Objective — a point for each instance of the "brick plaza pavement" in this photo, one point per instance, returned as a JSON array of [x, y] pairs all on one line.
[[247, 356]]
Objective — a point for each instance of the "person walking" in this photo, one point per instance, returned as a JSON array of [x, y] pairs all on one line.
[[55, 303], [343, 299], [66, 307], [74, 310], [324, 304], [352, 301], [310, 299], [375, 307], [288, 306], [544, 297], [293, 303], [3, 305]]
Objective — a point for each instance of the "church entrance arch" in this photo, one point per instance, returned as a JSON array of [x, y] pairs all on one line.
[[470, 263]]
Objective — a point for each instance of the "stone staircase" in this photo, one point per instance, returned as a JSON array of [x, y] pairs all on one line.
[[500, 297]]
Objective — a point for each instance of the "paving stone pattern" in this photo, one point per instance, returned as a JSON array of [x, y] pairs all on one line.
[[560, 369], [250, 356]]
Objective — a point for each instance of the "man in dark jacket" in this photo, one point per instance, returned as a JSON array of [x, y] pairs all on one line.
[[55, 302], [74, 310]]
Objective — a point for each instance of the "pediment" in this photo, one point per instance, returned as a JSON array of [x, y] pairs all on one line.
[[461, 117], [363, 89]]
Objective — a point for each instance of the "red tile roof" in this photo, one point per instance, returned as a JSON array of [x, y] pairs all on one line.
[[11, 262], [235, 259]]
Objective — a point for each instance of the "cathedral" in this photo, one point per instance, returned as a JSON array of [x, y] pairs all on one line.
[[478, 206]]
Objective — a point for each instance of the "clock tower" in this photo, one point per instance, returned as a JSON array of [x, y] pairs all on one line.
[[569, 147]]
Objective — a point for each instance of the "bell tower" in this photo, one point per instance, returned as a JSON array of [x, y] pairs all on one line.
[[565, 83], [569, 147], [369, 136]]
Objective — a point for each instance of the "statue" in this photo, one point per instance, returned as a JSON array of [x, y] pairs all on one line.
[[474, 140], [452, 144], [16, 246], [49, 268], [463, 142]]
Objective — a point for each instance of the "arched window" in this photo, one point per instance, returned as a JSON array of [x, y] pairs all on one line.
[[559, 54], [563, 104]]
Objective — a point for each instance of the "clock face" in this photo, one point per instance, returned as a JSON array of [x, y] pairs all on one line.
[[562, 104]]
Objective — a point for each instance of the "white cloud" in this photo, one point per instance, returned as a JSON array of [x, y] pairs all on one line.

> **THE TASK**
An exact reproduction of all the entries above is the expected answer.

> **SOLUTION TO THIS TASK**
Objective — a point for each instance of the "brick plaza pavement" in this photo, one point per instance, returned as a JSON array of [x, y] pairs all on one line.
[[247, 356]]
Objective — a point for each instance of the "person walking" in this photo, one point per instance, returned as a JSON array of [x, y] pairs all on one line.
[[55, 303], [343, 299], [66, 307], [74, 310], [324, 304], [352, 301], [310, 299], [375, 307], [288, 306], [544, 297], [293, 303], [3, 305]]
Objective — a point for each instance of the "church entrance arch" in this photo, one point per instance, returned as a JSON array of [x, y] pairs all on one line.
[[470, 263]]
Objective — a point for each instance of the "stone staircase" in this photo, one point per instance, returned as a JSON array of [x, y] pairs all on one line.
[[500, 297]]
Objective — a point for each instance of the "paving stone pattern" in this photo, one point per instance, returned as a JSON array of [x, y] pairs all on one line.
[[560, 369], [250, 356]]
Objective — a point for each instance of the "man in dark jacket" in this photo, one point per instance, returned as a JSON array of [x, y] pairs all on one line.
[[55, 302], [74, 310]]
Objective — a point for each instance of the "pediment" in this photo, one point per instance, returned as a JSON array of [x, y] pairs all on one line.
[[461, 117], [363, 89]]
Objective — a point for each instance of the "red tile roof" in this photo, one point per instance, returned as a JSON array of [x, y] pairs all on one line.
[[11, 262], [235, 259]]
Objective — a point for each instance of the "cathedral" in this photo, one point per instance, returned as a JSON array of [x, y] pairs all on one line.
[[478, 206]]
Objective — a point for each instance of the "clock tower" in this photo, one point per instance, returned as a JSON array of [x, y] pairs all on one line.
[[569, 147]]
Objective — a point for each instance of the "bell tower" in this photo, one point per instance, returned as a JSON array of [x, y] pairs all on one line.
[[565, 83], [569, 147], [369, 136]]
Objective — a point for each instance of the "statue" in this photo, one point per instance, returned as a JSON array of [x, y] pairs all on one line.
[[474, 140], [452, 144], [16, 246], [49, 268], [463, 142]]
Objective — a point for each instance of the "arched window" in this photo, one point per instance, returned as a JSON array of [x, y] pairs all on one line.
[[559, 54], [563, 104]]
Objective — a point for each instance of the "clock face" in this photo, one point per instance, returned as a JSON array of [x, y] pairs all on one line.
[[562, 104]]
Objective — a point for each instance of the "white cloud" in this photo, one point per instance, returned as a JSON array of [x, y] pairs all on one line.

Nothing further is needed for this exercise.